• _Given task_
Copy every entry word for word, but skip the pictures.

(Data records)
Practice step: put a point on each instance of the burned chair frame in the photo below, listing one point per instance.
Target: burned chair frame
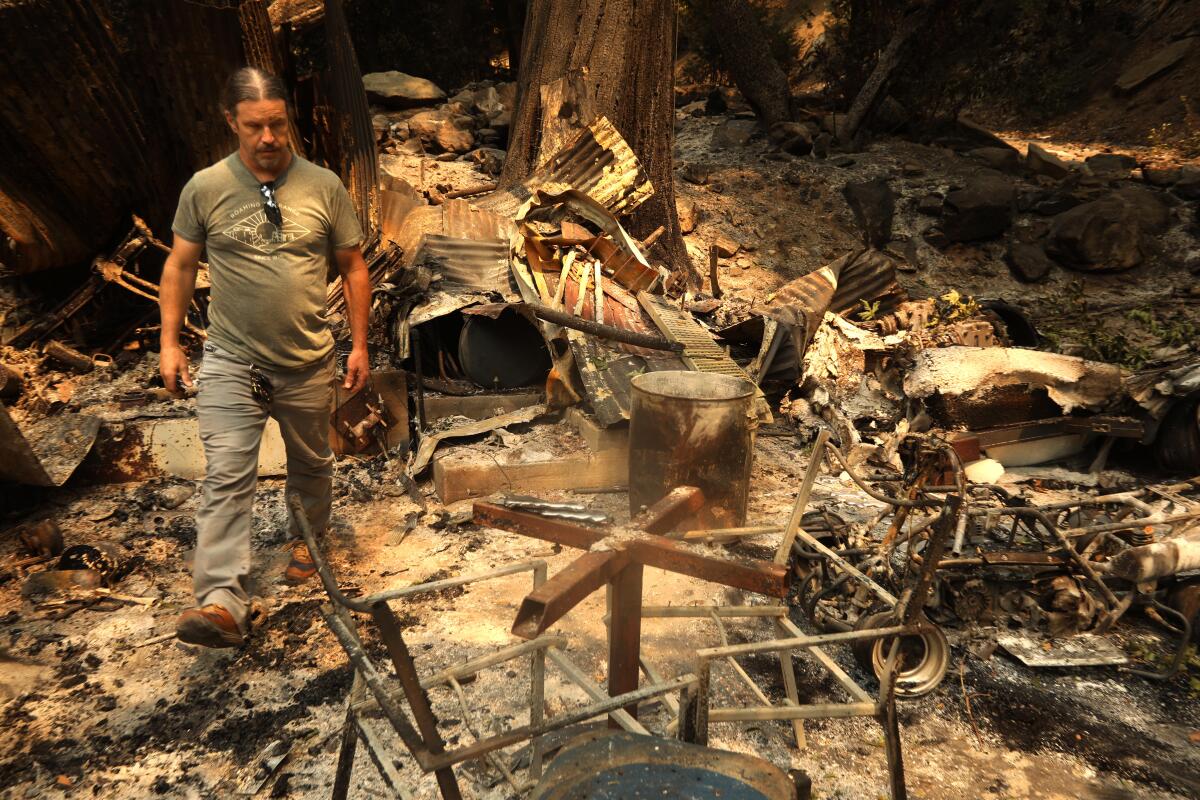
(423, 739)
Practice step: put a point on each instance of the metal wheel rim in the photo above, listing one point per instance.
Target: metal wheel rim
(922, 678)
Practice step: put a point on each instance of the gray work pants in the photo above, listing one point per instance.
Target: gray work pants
(232, 423)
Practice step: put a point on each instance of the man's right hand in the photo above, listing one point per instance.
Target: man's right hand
(173, 368)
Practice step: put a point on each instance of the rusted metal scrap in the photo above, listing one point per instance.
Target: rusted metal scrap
(1056, 570)
(46, 452)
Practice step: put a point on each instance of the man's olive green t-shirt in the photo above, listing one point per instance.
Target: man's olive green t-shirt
(269, 283)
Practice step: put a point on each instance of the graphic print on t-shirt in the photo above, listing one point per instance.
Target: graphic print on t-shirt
(264, 235)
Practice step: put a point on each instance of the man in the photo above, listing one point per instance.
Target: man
(269, 221)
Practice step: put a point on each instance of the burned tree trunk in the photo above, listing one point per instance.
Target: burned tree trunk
(99, 119)
(623, 52)
(747, 55)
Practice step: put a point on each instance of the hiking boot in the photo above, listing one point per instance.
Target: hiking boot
(301, 566)
(210, 626)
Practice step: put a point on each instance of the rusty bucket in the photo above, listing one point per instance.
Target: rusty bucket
(691, 428)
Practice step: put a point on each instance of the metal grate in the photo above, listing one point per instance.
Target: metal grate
(701, 353)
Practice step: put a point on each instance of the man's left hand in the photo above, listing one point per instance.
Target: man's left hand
(358, 371)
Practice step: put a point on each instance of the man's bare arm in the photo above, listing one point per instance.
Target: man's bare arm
(357, 288)
(174, 295)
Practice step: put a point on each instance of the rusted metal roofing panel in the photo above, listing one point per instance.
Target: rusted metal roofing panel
(598, 162)
(474, 265)
(868, 276)
(463, 221)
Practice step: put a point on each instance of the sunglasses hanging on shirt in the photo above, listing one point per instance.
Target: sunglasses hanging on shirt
(270, 208)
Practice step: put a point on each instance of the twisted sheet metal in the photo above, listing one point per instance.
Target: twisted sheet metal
(598, 162)
(471, 264)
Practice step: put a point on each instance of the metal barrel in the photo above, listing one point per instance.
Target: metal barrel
(693, 428)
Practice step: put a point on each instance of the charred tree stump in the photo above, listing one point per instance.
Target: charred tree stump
(747, 55)
(873, 91)
(105, 113)
(624, 53)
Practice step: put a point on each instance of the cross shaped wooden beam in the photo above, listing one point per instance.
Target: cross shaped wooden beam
(616, 557)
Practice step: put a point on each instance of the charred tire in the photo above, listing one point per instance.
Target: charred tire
(925, 656)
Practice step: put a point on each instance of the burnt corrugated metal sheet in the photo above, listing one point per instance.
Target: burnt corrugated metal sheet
(607, 372)
(463, 221)
(621, 310)
(869, 276)
(598, 162)
(474, 265)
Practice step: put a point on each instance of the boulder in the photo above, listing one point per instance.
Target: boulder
(1110, 166)
(489, 160)
(792, 137)
(381, 125)
(453, 138)
(1050, 203)
(1005, 160)
(874, 206)
(1029, 262)
(400, 90)
(442, 131)
(688, 214)
(424, 125)
(1110, 234)
(726, 247)
(821, 145)
(502, 121)
(1188, 186)
(983, 209)
(1146, 206)
(1041, 161)
(1162, 176)
(508, 94)
(1146, 70)
(696, 173)
(733, 133)
(930, 205)
(487, 101)
(964, 134)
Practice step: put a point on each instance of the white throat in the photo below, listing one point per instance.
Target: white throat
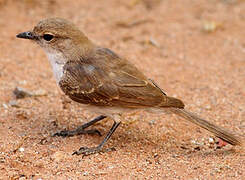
(57, 62)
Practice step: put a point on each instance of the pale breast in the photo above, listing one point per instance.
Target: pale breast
(57, 62)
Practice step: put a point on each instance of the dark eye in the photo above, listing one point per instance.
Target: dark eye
(48, 37)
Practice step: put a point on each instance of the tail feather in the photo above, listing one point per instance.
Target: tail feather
(217, 131)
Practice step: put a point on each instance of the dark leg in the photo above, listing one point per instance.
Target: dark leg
(81, 129)
(87, 151)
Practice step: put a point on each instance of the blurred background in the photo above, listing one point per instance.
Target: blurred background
(194, 50)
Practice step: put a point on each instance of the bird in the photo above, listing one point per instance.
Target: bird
(104, 82)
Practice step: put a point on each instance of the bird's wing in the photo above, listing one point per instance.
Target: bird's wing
(103, 78)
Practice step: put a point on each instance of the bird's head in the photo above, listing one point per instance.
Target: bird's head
(57, 35)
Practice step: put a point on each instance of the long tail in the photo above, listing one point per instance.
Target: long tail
(217, 131)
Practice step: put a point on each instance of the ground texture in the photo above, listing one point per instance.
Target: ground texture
(195, 50)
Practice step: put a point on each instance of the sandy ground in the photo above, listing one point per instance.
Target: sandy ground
(195, 50)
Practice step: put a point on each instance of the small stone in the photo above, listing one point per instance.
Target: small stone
(13, 103)
(58, 156)
(21, 93)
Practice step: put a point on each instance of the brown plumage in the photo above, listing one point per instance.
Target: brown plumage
(99, 78)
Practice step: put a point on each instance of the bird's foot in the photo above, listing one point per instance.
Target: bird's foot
(78, 131)
(85, 151)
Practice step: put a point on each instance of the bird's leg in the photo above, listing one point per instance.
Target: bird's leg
(81, 129)
(87, 151)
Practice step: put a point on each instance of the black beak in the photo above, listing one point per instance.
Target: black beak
(26, 35)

• _The reply_
Practice step: put a point on each instance of the burned chair frame in the photo below, listing one point per instance.
Target: burned chair frame
(423, 739)
Practice step: put a point on each instance of the metal wheel rim in the photo above, listing one point per instance.
Target: metal wheel rim
(922, 678)
Practice step: put a point on each instance of the gray work pants in the photo above, listing one point per instance.
Target: gray work pants
(232, 423)
Practice step: put a point on each instance of the man's right hand in the photo above, listing one point per instance.
Target: man's right hand
(173, 368)
Practice step: put a point on each instance of the rusted metal scrap in the photo above, listing one point per instance.
Target: rusted metal scrap
(1056, 570)
(46, 452)
Practice step: put a point on each instance of the man's olive green t-shirt in the photo above, listing one point per instance.
Target: man's olive green t-shirt
(269, 283)
Practice step: put a point on each instance of the graphic print on t-shirt in the photo above, listing one point per instance.
Target: graphic print on t-shirt
(264, 235)
Practice step: put a point on each instance of the man in the photo above, listing one point per instance.
Target: man
(269, 221)
Practice step: put a point on each instance of the burned tree trunk in the photo above, listing one point per instance.
Target: burned tree trunk
(99, 119)
(623, 52)
(747, 55)
Practice step: put a point on each instance of the hiking boot in the photo above, listing one point per instance.
Target: hiking boot
(301, 566)
(210, 626)
Practice step: put a point on each instance of the rusty bucket in the photo above, listing one point per instance.
Target: rusty bucket
(691, 428)
Practice step: put a point on each instance of the metal grate in the photo above, listing one point per instance.
Target: metal grate
(701, 353)
Practice step: put a point on each instance of the man's left hand in the photo above, listing one point per instance.
Target: man's left hand
(358, 371)
Practice step: put a point on each instance of the man's bare arm in the photo above, listing one point per instance.
Target: man's bare arm
(357, 288)
(174, 295)
Practice step: put a point on each instance of the rusted metal roofing panel in the photo above, listing one point per instance.
Target: rusted metal roofing panel
(598, 162)
(474, 265)
(868, 276)
(463, 221)
Practice step: put a point on each instance of the sunglasses hanging on shirt in the photo above, listing one point per instance.
Target: sunglasses hanging on shirt
(270, 208)
Practice step: put a point on each instance of the twisted sheet metal in the photo above, listing one point per instance.
Target: twisted sheet metal
(598, 162)
(471, 264)
Practice step: put a point on each instance of the metal barrel in the photo above, listing one point per instance.
Target: metal barrel
(693, 428)
Practice step: put a point on each instance of the charred tree stump in the photo above, listing one point per instance.
Target: charred tree stump
(747, 55)
(873, 91)
(105, 113)
(624, 53)
Practice step: put a point on each instance of the cross shaped wooden beam in the photo above, listing one point per instance.
Target: cross shaped wooden beam
(616, 557)
Practice step: put a point on each instance of the charred tire in the photo above, listing one point per instance.
Target: charred tire
(925, 656)
Practice step: put a point on each instance of the burnt corrugated metal sheet in the photo above, listing one point per instance.
Target: burnt corrugated metal sheet
(607, 372)
(463, 221)
(621, 310)
(869, 276)
(598, 162)
(474, 265)
Practice step: put a point on each instance of the boulder in the photo above, listing one point per instance.
Target: boulder
(1110, 166)
(489, 160)
(792, 137)
(381, 125)
(453, 138)
(1050, 203)
(1005, 160)
(874, 206)
(1029, 262)
(400, 90)
(442, 131)
(688, 214)
(424, 125)
(1110, 234)
(726, 247)
(821, 145)
(502, 121)
(1188, 186)
(983, 209)
(1146, 206)
(1041, 161)
(1162, 176)
(508, 94)
(1146, 70)
(696, 173)
(733, 133)
(930, 205)
(487, 101)
(964, 134)
Practice step: put a point on each instance of the white throat in the photo below, listing one point per instance.
Target: white throat
(57, 62)
Practice step: put a point on each instance of the pale breast in the photo above, listing one point per instance.
Target: pale breast
(57, 62)
Practice step: put a point on each instance of the dark eye in the photo above, listing one point per instance.
Target: dark eye
(48, 37)
Practice step: put a point on each instance of the tail feather in the photo above, listing one point per instance.
Target: tail feather
(217, 131)
Practice step: put a point on each instance of the dark leg in the photo above, listing one point per instance.
Target: dark leg
(81, 129)
(87, 151)
Practice step: put a point on each instance of the blurred background in the photo above, listing one point per instance.
Target: blurred background
(194, 50)
Practice step: put a point on each instance of the bird in the photo above, listing one point per instance.
Target: bird
(104, 82)
Practice step: put a point on each instance of the bird's wing in the photo above, listing one point per instance.
Target: bird's wing
(103, 78)
Practice step: put a point on each instance of the bird's head in the photo above, listing one point per instance.
Target: bird's head
(57, 35)
Practice step: put a point on each instance of the long tail in the photo above, listing one point per instance.
Target: long tail
(217, 131)
Practice step: put a point on each instance of the ground texture in the photo above, listing one point per instance.
Target: ground texture
(195, 50)
Practice step: put a point on each instance of the sandy ground in the photo above, listing one point per instance.
Target: sandy ground
(195, 50)
Practice step: put a point on each instance of the small stone in the photo above, listing one point per instance.
Target: small stone
(13, 103)
(58, 156)
(21, 93)
Practice step: put a point on each instance of the brown plumage in the photo above, listing one point per instance.
Target: brown plumage
(99, 78)
Practice step: put a point on each instance of the bird's foot in the photo above, listing one point per instance.
Target: bird's foot
(78, 131)
(85, 151)
Practice step: put a point on each instance of the bird's leg in the photo above, listing one point per instance.
Target: bird's leg
(81, 129)
(87, 151)
Practice step: put a point on each instance of the black beak in the photo above, listing one point per instance.
Target: black beak
(26, 35)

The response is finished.